start WORKING DATA

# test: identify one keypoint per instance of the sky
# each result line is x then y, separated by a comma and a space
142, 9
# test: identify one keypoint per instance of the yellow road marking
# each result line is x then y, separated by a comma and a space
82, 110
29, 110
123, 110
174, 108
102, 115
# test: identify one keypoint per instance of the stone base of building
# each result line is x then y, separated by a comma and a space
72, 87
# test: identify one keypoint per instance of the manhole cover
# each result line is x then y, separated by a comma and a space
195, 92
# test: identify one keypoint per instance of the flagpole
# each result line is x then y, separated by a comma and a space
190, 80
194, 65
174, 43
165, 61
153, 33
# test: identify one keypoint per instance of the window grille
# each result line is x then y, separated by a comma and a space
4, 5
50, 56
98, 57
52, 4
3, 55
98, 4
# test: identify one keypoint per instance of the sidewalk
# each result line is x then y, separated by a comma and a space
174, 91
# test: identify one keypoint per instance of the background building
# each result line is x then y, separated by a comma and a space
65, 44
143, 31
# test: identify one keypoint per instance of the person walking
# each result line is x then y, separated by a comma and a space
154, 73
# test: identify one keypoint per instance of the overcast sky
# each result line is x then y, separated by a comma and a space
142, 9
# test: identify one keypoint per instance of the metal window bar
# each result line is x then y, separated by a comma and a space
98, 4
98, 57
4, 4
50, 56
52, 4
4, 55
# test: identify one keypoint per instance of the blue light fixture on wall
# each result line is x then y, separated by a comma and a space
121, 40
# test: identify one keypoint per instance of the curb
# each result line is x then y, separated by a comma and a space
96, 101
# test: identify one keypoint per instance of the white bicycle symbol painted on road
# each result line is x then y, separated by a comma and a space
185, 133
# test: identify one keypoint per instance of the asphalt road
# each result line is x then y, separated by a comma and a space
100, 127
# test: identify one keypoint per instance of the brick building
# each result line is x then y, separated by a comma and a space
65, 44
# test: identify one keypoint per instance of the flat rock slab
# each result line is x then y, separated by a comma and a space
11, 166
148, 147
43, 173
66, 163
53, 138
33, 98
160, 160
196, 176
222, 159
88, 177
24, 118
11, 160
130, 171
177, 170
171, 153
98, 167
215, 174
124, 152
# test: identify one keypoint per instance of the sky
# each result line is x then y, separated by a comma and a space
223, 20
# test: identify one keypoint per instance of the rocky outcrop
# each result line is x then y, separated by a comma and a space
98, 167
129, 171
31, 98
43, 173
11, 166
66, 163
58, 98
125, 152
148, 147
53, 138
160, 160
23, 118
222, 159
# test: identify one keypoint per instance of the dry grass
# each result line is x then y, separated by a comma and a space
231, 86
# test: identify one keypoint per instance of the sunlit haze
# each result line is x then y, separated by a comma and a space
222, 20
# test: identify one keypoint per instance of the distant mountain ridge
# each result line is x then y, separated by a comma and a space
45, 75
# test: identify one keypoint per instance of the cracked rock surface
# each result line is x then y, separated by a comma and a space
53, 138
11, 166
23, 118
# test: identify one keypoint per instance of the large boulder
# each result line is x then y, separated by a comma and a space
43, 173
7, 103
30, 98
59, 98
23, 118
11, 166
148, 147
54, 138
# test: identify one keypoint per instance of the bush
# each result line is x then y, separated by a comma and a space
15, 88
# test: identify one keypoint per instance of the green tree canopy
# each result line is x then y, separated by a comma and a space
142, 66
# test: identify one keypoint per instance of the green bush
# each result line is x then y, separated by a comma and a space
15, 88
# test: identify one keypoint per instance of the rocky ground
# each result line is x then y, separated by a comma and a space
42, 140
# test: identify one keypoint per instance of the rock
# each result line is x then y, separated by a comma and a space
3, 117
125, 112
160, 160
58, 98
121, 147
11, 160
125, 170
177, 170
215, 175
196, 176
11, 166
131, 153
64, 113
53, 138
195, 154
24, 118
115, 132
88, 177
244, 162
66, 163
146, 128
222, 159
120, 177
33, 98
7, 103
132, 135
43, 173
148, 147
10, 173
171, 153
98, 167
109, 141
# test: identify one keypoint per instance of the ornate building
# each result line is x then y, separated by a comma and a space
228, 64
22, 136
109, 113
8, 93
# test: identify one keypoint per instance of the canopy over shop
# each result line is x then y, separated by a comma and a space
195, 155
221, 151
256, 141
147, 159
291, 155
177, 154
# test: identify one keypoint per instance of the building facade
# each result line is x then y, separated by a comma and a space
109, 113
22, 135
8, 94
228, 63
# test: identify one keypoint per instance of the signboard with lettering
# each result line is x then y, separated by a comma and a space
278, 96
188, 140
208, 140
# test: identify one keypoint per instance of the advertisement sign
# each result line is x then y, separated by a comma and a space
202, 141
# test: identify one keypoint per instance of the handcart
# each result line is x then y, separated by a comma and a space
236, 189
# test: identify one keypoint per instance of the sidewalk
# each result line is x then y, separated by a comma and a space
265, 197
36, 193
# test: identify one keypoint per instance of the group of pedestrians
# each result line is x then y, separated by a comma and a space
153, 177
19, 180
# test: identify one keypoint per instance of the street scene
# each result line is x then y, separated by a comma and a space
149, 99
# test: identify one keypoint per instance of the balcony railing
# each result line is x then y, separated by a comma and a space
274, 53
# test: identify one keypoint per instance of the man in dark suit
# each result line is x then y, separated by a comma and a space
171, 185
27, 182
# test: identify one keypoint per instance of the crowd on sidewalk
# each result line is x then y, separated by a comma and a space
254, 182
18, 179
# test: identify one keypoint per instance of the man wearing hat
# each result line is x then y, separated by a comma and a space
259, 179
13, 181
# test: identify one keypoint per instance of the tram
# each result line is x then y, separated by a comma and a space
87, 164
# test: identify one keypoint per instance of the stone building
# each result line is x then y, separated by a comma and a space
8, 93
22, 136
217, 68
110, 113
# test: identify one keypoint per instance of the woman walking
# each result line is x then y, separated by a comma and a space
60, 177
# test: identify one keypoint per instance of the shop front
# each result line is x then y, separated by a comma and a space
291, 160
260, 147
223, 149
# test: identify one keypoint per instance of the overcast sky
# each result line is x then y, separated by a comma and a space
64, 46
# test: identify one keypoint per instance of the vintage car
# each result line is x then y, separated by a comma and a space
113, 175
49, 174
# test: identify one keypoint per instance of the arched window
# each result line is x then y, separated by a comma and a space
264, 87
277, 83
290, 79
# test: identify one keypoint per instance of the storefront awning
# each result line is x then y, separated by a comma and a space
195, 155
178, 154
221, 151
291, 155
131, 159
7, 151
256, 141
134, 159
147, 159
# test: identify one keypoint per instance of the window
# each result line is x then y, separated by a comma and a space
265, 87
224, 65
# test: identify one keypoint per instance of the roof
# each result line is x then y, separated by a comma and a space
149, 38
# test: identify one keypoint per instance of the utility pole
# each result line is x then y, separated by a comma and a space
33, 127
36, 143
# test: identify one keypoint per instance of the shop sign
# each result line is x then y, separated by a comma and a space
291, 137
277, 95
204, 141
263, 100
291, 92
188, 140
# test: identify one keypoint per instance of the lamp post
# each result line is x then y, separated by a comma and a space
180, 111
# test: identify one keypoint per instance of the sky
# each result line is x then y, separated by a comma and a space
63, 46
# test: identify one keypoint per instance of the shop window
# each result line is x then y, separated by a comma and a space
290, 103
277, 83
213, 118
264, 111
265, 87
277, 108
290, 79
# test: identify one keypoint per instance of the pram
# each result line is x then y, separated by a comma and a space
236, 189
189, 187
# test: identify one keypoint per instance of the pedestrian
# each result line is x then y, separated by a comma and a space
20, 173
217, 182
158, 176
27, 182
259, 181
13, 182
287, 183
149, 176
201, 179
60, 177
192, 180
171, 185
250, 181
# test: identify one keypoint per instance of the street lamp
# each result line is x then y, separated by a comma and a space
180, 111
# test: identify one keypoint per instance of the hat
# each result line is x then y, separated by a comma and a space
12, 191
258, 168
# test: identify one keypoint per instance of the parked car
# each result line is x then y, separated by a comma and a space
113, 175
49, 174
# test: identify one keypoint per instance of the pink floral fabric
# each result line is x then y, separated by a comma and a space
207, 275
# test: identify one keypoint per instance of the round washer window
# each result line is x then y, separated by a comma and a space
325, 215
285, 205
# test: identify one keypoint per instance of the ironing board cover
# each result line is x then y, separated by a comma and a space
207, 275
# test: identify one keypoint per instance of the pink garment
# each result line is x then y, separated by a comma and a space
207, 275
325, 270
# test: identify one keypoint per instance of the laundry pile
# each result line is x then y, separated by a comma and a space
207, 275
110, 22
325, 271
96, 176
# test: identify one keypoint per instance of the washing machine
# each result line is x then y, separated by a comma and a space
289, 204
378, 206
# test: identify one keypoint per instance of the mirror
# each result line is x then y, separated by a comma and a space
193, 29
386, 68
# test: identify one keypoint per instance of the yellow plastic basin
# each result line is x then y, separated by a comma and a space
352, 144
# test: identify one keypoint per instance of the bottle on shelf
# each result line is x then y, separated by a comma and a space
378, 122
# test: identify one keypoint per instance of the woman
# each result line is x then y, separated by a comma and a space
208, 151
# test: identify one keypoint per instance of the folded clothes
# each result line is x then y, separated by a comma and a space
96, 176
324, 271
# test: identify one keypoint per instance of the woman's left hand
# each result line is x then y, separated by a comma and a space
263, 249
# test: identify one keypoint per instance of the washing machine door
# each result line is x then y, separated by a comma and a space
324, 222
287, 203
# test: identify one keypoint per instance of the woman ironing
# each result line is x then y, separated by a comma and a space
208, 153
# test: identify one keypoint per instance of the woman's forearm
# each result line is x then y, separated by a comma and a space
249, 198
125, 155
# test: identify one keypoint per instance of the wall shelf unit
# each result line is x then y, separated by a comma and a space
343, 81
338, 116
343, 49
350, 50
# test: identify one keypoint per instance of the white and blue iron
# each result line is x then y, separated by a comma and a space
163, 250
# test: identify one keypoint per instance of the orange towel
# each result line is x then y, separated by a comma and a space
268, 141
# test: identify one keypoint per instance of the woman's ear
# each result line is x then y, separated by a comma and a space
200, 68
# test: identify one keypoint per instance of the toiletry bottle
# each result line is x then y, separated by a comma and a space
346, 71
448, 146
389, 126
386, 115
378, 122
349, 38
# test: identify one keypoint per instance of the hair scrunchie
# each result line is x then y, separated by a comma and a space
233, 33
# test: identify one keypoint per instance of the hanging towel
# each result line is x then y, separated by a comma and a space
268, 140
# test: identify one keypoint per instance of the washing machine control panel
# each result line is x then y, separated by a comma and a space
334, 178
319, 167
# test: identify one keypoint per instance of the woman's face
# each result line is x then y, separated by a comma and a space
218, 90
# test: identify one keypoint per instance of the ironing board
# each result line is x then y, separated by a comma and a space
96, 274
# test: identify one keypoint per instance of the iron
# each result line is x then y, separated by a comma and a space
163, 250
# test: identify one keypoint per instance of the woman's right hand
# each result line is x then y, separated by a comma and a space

end WORKING DATA

EXERCISE BRIEF => Copy out, word for word, the lines of the listing from the one containing "# test: identify one keypoint per instance of the white and" through the end of the listing, both included.

EXERCISE RESPONSE =>
# test: identify one keypoint per instance of the white and blue iron
# each result line is x then y, separated by a comma and a space
163, 250
# test: identify one keypoint per instance of the orange towel
# each result line is x then y, separated by a comma and a space
268, 141
# test: identify one keypoint per instance of the woman's ear
# each result line is x then y, separated by a comma and a space
200, 68
# test: identify one keypoint per instance of the toiletry bottle
# each result line is x then y, separated by a comma and a space
346, 71
448, 146
389, 126
386, 115
378, 122
349, 38
# test: identify one keypoint per instance of the hair scrunchie
# each result line is x then y, separated by a comma and a space
233, 33
# test: identify one keypoint per instance of the hanging towel
# each result line is x then y, separated by a comma and a space
268, 140
# test: identify one keypoint per instance of the washing machine control panel
# each result line is x then y, separated by a comma and a space
334, 178
319, 167
# test: identify one keypoint per instance of the woman's face
# each result line is x then y, separated by a comma and a space
218, 90
# test: identify one keypoint per instance of the ironing board
# each result line is x then y, separated by a comma and a space
96, 274
# test: identify one keypoint per instance of the iron
# each result line is x then y, separated by a comma and a space
163, 250
# test: identify one keypoint per instance of the woman's right hand
# each result line is x then y, separated by a comma and a space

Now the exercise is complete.